Task statement: Copy the material below word for word, from the line containing "Guideline: one keypoint for each instance of the blue surfboard" through the end of the material, both ends included. Leave the pictures out of your answer.

Supplied material:
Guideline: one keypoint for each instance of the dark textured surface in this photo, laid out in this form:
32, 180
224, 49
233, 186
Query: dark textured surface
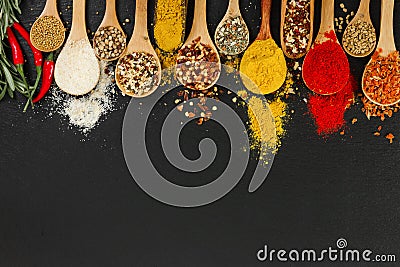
64, 202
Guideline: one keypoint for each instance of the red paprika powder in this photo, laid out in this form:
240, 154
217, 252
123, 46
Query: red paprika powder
328, 111
326, 68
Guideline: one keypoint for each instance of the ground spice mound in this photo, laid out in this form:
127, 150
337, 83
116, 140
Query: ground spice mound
265, 135
328, 111
169, 24
263, 64
326, 69
381, 81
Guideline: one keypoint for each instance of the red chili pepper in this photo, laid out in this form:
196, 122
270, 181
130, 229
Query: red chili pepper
38, 57
47, 79
18, 56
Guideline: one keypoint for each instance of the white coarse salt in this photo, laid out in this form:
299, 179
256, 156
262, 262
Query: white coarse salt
77, 68
85, 113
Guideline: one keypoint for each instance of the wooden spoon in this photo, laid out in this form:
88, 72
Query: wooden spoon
50, 9
140, 42
233, 12
386, 43
200, 29
78, 35
283, 15
327, 21
327, 26
265, 29
110, 20
363, 15
248, 57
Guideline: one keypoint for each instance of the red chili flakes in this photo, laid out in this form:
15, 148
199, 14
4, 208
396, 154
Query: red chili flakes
390, 137
326, 69
373, 110
382, 79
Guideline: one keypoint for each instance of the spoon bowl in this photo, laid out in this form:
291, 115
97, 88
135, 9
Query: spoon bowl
386, 45
233, 12
50, 10
362, 15
311, 31
140, 43
110, 20
199, 34
77, 79
263, 59
326, 33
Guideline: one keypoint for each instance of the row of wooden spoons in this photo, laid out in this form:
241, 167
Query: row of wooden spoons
140, 39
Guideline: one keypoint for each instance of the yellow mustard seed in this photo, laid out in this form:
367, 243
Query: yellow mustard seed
47, 33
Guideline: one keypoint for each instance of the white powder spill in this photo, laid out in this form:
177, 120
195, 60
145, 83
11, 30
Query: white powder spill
77, 68
85, 113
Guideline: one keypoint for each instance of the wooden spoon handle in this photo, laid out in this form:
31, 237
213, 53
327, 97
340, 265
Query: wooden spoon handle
78, 30
386, 39
199, 26
265, 30
327, 16
140, 28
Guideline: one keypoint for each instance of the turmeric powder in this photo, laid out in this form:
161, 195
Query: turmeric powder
169, 25
263, 67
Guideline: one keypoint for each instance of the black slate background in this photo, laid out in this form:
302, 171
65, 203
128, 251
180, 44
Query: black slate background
67, 200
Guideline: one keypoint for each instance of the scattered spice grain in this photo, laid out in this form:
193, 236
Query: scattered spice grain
373, 110
328, 111
47, 33
390, 137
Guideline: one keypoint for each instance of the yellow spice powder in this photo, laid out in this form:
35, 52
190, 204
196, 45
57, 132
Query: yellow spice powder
264, 133
265, 65
169, 24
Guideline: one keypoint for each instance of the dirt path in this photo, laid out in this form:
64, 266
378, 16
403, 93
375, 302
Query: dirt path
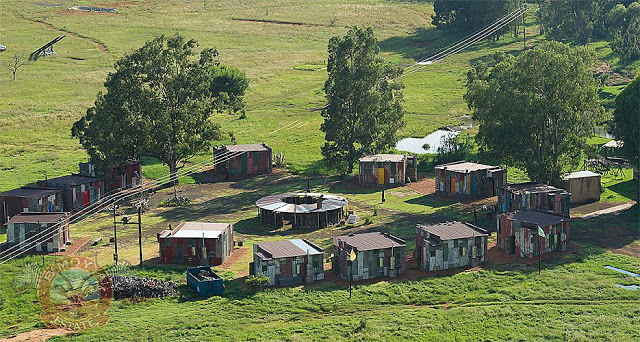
37, 335
95, 41
611, 210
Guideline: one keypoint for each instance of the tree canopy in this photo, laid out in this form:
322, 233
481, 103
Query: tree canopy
470, 15
158, 103
535, 110
575, 21
364, 110
624, 23
625, 125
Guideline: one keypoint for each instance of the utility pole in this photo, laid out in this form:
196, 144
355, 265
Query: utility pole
115, 235
140, 231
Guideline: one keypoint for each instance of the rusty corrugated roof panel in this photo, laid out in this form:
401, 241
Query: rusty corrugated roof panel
391, 158
35, 217
537, 217
245, 148
532, 187
72, 180
466, 167
371, 241
453, 230
287, 249
31, 192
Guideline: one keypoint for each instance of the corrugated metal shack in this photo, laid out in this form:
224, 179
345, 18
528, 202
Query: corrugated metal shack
448, 245
302, 209
377, 255
584, 186
518, 232
28, 199
242, 160
123, 176
288, 262
24, 226
387, 169
184, 244
469, 179
532, 195
78, 191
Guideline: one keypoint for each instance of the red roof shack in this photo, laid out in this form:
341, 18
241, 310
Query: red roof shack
242, 160
22, 227
184, 244
29, 199
377, 255
518, 233
123, 176
78, 191
387, 169
465, 179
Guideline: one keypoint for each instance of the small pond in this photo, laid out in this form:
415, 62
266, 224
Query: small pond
414, 145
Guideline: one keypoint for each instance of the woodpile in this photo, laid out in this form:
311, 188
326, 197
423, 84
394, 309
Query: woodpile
137, 287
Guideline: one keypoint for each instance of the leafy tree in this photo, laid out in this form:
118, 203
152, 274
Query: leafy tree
471, 15
575, 21
625, 124
158, 103
625, 28
535, 110
364, 110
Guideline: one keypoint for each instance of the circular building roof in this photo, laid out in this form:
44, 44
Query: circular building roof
285, 203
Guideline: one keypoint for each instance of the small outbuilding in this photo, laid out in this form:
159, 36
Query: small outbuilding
23, 228
584, 186
196, 243
449, 245
29, 199
242, 160
78, 191
465, 179
288, 262
541, 197
123, 176
387, 169
377, 255
518, 233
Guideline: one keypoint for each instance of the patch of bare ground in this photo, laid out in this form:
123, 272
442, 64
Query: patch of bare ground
592, 207
235, 257
37, 335
498, 255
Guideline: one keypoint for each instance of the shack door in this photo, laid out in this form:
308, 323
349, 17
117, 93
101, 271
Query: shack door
244, 164
250, 165
474, 185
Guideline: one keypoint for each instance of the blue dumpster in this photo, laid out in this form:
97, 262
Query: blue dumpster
204, 281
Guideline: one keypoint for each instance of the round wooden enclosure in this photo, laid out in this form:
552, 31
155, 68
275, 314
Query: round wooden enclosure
302, 209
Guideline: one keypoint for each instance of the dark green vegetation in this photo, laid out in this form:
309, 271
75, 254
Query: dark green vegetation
626, 121
536, 110
282, 46
364, 101
470, 15
158, 104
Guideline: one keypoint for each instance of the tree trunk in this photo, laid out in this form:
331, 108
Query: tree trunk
173, 176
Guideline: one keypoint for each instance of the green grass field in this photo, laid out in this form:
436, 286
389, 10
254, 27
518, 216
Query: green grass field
281, 45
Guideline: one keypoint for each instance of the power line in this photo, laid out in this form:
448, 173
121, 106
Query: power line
16, 250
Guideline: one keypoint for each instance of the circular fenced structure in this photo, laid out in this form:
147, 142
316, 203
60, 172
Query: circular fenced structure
302, 209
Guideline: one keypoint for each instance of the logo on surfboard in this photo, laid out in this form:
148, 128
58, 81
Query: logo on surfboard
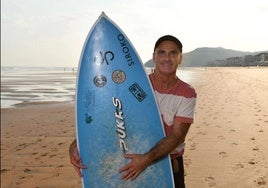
137, 91
100, 80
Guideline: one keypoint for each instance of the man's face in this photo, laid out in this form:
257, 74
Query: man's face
167, 57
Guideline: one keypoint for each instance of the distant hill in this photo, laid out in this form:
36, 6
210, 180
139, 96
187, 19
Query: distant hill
207, 56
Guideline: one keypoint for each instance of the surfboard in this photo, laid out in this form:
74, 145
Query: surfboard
116, 111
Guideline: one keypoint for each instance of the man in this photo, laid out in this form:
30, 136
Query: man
176, 100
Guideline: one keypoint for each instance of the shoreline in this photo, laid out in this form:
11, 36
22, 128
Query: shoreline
226, 145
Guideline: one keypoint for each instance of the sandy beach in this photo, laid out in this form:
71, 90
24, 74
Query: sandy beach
227, 146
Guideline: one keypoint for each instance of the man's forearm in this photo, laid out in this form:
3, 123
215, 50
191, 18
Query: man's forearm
163, 148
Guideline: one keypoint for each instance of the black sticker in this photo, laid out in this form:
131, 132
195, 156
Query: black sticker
138, 92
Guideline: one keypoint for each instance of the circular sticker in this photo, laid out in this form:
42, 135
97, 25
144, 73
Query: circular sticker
118, 76
100, 80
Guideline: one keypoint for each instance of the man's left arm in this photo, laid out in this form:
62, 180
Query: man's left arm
140, 162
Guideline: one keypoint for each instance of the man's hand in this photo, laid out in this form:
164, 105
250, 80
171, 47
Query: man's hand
75, 158
133, 169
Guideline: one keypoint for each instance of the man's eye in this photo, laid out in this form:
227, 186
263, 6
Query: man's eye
161, 53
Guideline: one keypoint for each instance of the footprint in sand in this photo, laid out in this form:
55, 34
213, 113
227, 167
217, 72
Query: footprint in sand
193, 146
252, 162
238, 166
221, 137
260, 181
211, 181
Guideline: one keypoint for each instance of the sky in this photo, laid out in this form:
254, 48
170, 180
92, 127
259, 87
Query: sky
52, 32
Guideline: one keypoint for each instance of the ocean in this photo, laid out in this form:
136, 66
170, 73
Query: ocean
23, 85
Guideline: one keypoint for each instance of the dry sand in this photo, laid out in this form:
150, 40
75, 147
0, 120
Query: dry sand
227, 145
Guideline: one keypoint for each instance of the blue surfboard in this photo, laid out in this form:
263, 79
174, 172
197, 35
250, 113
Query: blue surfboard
116, 111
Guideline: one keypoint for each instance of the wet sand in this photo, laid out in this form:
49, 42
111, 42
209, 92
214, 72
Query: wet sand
225, 147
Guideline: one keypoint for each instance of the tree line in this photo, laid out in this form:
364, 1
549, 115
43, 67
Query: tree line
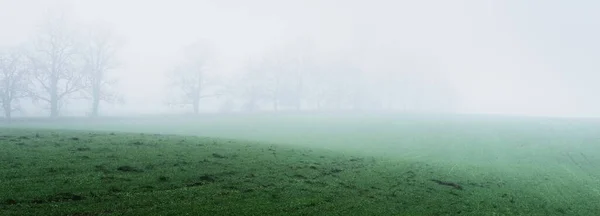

Full solution:
Guideline: one keypoint for each instance of the blue surfboard in this photo, laid out in this form:
263, 79
174, 172
197, 35
250, 113
Query: blue surfboard
116, 111
Guideline: one keypoint for each instance of the wet sand in this photo, laid out in this form:
49, 42
111, 42
209, 92
214, 72
Query: wet sand
225, 147
Guideline: one keypoint for each instance of the tree line in this photo, laid out in this form:
364, 1
549, 115
43, 67
Query: tree line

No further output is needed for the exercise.